-- Start Entries supplied --
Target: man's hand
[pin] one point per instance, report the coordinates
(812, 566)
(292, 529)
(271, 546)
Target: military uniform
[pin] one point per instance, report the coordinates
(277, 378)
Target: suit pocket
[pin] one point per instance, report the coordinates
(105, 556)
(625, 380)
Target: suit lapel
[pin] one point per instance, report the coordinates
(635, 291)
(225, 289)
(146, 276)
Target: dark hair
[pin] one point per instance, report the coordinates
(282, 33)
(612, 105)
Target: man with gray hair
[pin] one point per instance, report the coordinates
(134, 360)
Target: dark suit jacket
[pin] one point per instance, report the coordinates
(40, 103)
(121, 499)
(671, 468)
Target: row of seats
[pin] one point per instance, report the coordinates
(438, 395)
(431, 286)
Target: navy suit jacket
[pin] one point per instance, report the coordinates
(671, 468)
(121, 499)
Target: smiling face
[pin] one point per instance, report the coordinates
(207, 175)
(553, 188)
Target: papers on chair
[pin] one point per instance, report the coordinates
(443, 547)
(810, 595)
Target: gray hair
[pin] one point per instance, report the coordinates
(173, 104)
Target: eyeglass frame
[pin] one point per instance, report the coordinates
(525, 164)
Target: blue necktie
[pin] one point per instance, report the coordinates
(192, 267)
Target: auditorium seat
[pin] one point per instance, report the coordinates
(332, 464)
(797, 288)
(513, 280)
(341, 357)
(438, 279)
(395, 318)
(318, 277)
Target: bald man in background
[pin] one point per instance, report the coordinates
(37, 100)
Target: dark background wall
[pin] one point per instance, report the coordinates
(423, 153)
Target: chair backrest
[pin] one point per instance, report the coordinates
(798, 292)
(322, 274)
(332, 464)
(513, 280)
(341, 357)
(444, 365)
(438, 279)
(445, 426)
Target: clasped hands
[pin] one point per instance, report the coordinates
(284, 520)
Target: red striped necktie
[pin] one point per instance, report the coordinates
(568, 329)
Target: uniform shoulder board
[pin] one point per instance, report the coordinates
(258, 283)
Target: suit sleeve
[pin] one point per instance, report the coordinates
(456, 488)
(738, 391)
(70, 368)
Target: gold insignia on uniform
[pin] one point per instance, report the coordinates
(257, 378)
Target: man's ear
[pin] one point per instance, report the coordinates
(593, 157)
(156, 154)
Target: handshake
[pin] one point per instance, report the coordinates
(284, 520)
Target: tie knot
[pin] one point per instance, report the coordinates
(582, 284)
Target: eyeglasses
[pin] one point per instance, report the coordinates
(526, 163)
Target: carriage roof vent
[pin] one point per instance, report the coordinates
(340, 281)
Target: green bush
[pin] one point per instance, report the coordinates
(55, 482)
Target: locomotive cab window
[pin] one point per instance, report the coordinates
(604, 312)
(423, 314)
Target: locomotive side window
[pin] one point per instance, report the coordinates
-- End Entries supplied --
Show the data once more, exactly as it was written.

_Correct answer:_
Target: man's hand
[pin] one point per instance, report the coordinates
(812, 566)
(292, 529)
(271, 546)
Target: military uniform
[pin] one point per instance, report the coordinates
(277, 378)
Target: suit pocket
[pin] one point per instance, report the coordinates
(105, 556)
(625, 380)
Target: suit lapel
[pin] one point per instance, report the coordinates
(635, 291)
(225, 289)
(146, 276)
Target: dark hair
[pin] one point per instance, report the coordinates
(282, 33)
(612, 105)
Target: man with gray hair
[pin] one point per instance, report the coordinates
(134, 360)
Target: dark suit jacket
[pin] one point per instance, report the coordinates
(40, 103)
(121, 499)
(671, 468)
Target: row of seats
[pin] one point per instance, report the coordinates
(438, 395)
(431, 286)
Target: navy suit jacket
[pin] one point per instance, report the coordinates
(671, 468)
(121, 499)
Target: smiling face
[pin] one point per instance, report the coordinates
(207, 175)
(553, 188)
Target: papers on chair
[pin] one point per instance, report the coordinates
(443, 547)
(810, 595)
Target: gray hair
[pin] one point per instance, report the coordinates
(173, 104)
Target: eyeglass frame
[pin] one point per instance, report the coordinates
(525, 164)
Target: blue necktie
[pin] one point per instance, report the coordinates
(192, 267)
Target: auditorium seat
[pin] one point per instance, report the coordinates
(332, 464)
(797, 288)
(513, 280)
(341, 357)
(438, 279)
(395, 318)
(318, 277)
Target: bald man in background
[pin] one point per instance, report the coordinates
(37, 100)
Target: dark background wall
[pin] one point per instance, report the coordinates
(423, 153)
Target: chair backrest
[pin] one point per instance, report the coordinates
(798, 292)
(322, 274)
(332, 464)
(513, 280)
(341, 357)
(444, 365)
(438, 279)
(445, 426)
Target: clasped hands
[pin] one point per instance, report the coordinates
(284, 520)
Target: red striped necktie
[pin] one point per instance, report the coordinates
(568, 329)
Target: uniform shoulder board
[pin] one point per instance, report the coordinates
(258, 283)
Target: suit sleeve
[pin] one point per instance, report the coordinates
(456, 488)
(738, 391)
(70, 368)
Target: gold insignia on uniform
[pin] one point per instance, report the coordinates
(257, 378)
Target: man's ear
[pin] one point per instance, report the coordinates
(593, 157)
(156, 154)
Target: handshake
[pin] one point per instance, report the coordinates
(284, 520)
Target: tie knot
[pin] one point per instance, report the coordinates
(582, 284)
Target: eyeglasses
[pin] one point per instance, report the coordinates
(526, 163)
Target: carriage roof vent
[pin] one point per instance, report the coordinates
(340, 281)
Target: green bush
[pin] one point per instance, report the coordinates
(55, 482)
Target: locomotive cab window
[pin] one point per instance, report the coordinates
(604, 312)
(423, 314)
Target: locomotive side window
[pin] one point per instance, report the coordinates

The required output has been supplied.